**EXERCISE**
Copy out the whole listing below again word for word, leaving out the pictures.

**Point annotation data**
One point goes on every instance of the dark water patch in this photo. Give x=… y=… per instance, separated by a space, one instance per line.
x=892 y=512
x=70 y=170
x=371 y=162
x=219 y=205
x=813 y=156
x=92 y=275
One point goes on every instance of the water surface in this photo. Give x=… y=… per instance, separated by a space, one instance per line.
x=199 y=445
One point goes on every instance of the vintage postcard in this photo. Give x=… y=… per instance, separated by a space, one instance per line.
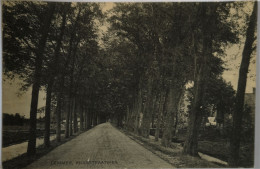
x=128 y=84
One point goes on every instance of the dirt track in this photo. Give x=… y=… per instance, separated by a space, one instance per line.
x=101 y=147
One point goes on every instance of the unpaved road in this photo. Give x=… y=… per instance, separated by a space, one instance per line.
x=101 y=147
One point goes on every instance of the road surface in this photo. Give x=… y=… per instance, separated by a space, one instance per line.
x=101 y=147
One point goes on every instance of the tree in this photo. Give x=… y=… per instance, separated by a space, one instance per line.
x=239 y=103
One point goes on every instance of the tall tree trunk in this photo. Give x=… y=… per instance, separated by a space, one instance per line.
x=200 y=82
x=138 y=108
x=48 y=114
x=159 y=119
x=58 y=117
x=67 y=128
x=75 y=119
x=81 y=107
x=52 y=75
x=239 y=104
x=71 y=116
x=172 y=102
x=31 y=149
x=147 y=112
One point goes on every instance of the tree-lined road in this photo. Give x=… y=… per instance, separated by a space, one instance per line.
x=101 y=147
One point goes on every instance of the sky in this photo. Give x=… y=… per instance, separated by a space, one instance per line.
x=12 y=103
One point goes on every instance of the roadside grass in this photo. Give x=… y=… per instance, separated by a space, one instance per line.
x=24 y=160
x=172 y=154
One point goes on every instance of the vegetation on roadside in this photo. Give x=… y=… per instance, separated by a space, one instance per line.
x=156 y=65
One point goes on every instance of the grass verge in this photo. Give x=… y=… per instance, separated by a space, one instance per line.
x=24 y=160
x=172 y=154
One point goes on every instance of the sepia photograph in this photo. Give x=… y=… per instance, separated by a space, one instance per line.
x=129 y=84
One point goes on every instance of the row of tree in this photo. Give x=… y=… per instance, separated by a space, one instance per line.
x=54 y=46
x=137 y=73
x=163 y=48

**RESULT OF THE EXERCISE**
One point goes on every instance of the dark water patch in this photo. Give x=… y=… per instance, separated by a space, one instance per line.
x=892 y=512
x=70 y=170
x=371 y=162
x=219 y=205
x=813 y=156
x=92 y=275
One point goes on every instance of the water surface in this photo. Give x=… y=… per instance, separated by a space, one instance per line.
x=199 y=445
One point goes on every instance of the vintage postcard in this photo. Give x=… y=… per instance, separated by a space, one instance per line.
x=128 y=84
One point goes on every instance of the dirt track in this photo. Give x=… y=… per instance, separated by a space, one instance per line.
x=101 y=147
One point goes on every instance of the unpaved road in this photo. Give x=… y=… per instance, separated by a space, one instance per line.
x=101 y=147
One point goes on every instance of the road surface in this photo. Give x=… y=… per instance, separated by a space, one instance per line.
x=101 y=147
One point goes on every instance of the tree in this photo. Give x=… y=… per instance, separated by a space, one instance per line.
x=239 y=103
One point goes on every instance of the tall tree trunk in this photo. Give x=… y=… per instance, separated by a space, one instance per line.
x=200 y=82
x=138 y=108
x=48 y=114
x=159 y=119
x=58 y=117
x=67 y=128
x=75 y=119
x=81 y=107
x=52 y=75
x=239 y=104
x=71 y=116
x=172 y=102
x=31 y=149
x=147 y=112
One point goes on every instance of the tree-lined road in this photo. Give x=… y=… per instance, separated by a space, one instance per line.
x=101 y=147
One point goes on every instance of the sky in this photo. Give x=… y=… per instance, separated by a space, one instance per line.
x=12 y=103
One point goes on every instance of the roadside grass in this photo. Give x=… y=… per instance, separated by a space, one instance per line.
x=24 y=160
x=172 y=154
One point goes on every instance of the vegetation on roadside in this photo. Give x=… y=… per instance, separated by a space, one instance per line.
x=156 y=65
One point goes on every instance of the grass verge in this photo. Give x=… y=… per instance, separated by a space, one instance per line.
x=24 y=160
x=172 y=154
One point goes on every instance of the sepia photograph in this photo. Give x=… y=… per instance, separated by a space, one instance per line.
x=129 y=84
One point goes on every instance of the row of tree in this photo. Give x=… y=… per instance, separated by a space, one instance per line.
x=54 y=46
x=137 y=73
x=163 y=48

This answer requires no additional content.